| Copyright | (c) Paweł Nowak |
|---|---|
| License | MIT |
| Maintainer | Paweł Nowak <pawel834@gmail.com> |
| Stability | experimental |
| Safe Haskell | None |
| Language | Haskell2010 |
Data.SemiIsoFunctor
Description
Defines a functor from the category of semi-isomoprihsms to Hask.
It can be instantiated by both covariant (like Parser) and contravariant (like Printer) functors. Therefore it can be used as a common interface to unify parsing and pretty printing.
- class SemiIsoFunctor f where
- (/$/) :: SemiIsoFunctor f => ASemiIso' a b -> f b -> f a
- (/$~) :: (SemiIsoFunctor f, HFoldable b', HFoldable b, HUnfoldable b', HUnfoldable b, Rep b' ~ Rep b) => ASemiIso' a b' -> f b -> f a
- (~$/) :: (SemiIsoFunctor f, HFoldable a', HFoldable a, HUnfoldable a', HUnfoldable a, Rep a' ~ Rep a) => ASemiIso' a' b -> f b -> f a
- (~$~) :: (SemiIsoFunctor f, HFoldable a, HUnfoldable a, HFoldable b, HUnfoldable b, HFoldable b', HUnfoldable b', Rep b' ~ Rep b, Rep b' ~ Rep a) => ASemiIso b' b' b' b' -> f b -> f a
- class SemiIsoFunctor f => SemiIsoApply f where
- sifail :: SemiIsoApply f => String -> f a
- class SemiIsoApply f => SemiIsoAlternative f where
- (/?/) :: SemiIsoAlternative f => f a -> String -> f a
- class SemiIsoApply m => SemiIsoMonad m where
- class SemiIsoMonad m => SemiIsoFix m where
- sisequence :: SemiIsoApply f => [f a] -> f [a]
- sisequence_ :: SemiIsoApply f => [f ()] -> f ()
- sireplicate :: SemiIsoApply f => Int -> f a -> f [a]
- sireplicate_ :: SemiIsoApply f => Int -> f () -> f ()
Documentation
class SemiIsoFunctor f where Source
A functor from the category of semi-isomorphisms to Hask. We can think of it as if it was both covariant and contravariant in its single argument.
The contravariant map is used by default to provide compatibility with Prisms (otherwise you would have to reverse them in most cases).
This is really a pair of functors F : SemiIso -> Hask,
G : SemiIso^op -> Hask satisfying:
F(X) = G(X) F(f) = G(f^-1)
Instances should satisfy laws:
- functoriality
simap id = id
simap (f . g) = simap g . simap f
- inverse
simap f = simapCo (rev f)
Methods
simap :: ASemiIso' a b -> f b -> f a Source
The contravariant map.
simapCo :: ASemiIso' a b -> f a -> f b Source
The covariant map.
Instances
| Monad m => SemiIsoFunctor (WrappedCovariant m) |
(/$/) :: SemiIsoFunctor f => ASemiIso' a b -> f b -> f a infixl 4 Source
A infix operator for simap.

- WORK TO COMPLETE:
Extend the Data.SemiIsoFunctor documentation past its final entry, the one describing the infix operator for simap.

- PROVIDED MATERIAL:
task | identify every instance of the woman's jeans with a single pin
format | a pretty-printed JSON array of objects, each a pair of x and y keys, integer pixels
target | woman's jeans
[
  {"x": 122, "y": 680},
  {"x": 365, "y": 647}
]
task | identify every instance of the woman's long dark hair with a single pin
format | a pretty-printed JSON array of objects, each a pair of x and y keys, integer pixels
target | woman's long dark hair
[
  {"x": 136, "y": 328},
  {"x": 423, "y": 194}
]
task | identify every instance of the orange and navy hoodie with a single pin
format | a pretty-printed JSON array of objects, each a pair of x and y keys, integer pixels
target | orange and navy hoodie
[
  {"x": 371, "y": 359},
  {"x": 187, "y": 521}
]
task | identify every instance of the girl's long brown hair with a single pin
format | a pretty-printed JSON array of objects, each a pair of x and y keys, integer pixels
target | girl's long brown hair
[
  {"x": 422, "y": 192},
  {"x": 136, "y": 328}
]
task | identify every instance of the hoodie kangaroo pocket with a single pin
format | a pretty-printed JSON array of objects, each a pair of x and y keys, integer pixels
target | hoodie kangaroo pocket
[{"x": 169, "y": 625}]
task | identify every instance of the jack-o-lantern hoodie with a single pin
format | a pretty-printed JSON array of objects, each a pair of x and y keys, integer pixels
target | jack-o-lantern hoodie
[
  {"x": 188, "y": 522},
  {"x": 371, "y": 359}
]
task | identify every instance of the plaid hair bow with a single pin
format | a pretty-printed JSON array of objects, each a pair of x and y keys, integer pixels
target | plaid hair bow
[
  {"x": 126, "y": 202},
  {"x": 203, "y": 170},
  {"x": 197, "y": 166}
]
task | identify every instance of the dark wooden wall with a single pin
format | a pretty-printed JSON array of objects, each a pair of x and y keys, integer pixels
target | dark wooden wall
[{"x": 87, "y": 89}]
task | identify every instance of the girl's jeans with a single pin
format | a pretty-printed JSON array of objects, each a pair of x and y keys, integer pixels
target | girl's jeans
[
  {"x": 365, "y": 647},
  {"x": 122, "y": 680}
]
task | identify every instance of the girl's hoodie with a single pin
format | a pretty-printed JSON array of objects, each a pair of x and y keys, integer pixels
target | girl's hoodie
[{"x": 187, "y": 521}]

...

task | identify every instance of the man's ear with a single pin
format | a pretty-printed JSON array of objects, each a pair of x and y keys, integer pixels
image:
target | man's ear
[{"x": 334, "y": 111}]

- ANSWER TO THIS PROBLEM:
(/$~) :: (SemiIsoFunctor f, HFoldable b', HFoldable b, HUnfoldable b', HUnfoldable b, Rep b' ~ Rep b) => ASemiIso' a b' -> f b -> f a infixl 4 Source
ai /$~ f = ai . morphed /$/ f
This operator handles all the hairy stuff with uncurried application:
it reassociates the argument tuple and removes unnecessary (or adds necessary)
units to match the function type. You don't have to use /* and */ with this
operator.
(~$/) :: (SemiIsoFunctor f, HFoldable a', HFoldable a, HUnfoldable a', HUnfoldable a, Rep a' ~ Rep a) => ASemiIso' a' b -> f b -> f a infixl 4 Source
ai ~$/ f = morphed . ai /$/ f
(~$~) :: (SemiIsoFunctor f, HFoldable a, HUnfoldable a, HFoldable b, HUnfoldable b, HFoldable b', HUnfoldable b', Rep b' ~ Rep b, Rep b' ~ Rep a) => ASemiIso b' b' b' b' -> f b -> f a infixl 4 Source
ai ~$~ f = morphed . ai . morphed /$/ f
class SemiIsoFunctor f => SemiIsoApply f where Source
An applicative semi-iso functor, i. e. a lax monoidal functor from SemiIso
to Hask.
Instances should satisfy laws:
- homomorphism
sipure f /*/ sipure g = sipure (f `prod` g)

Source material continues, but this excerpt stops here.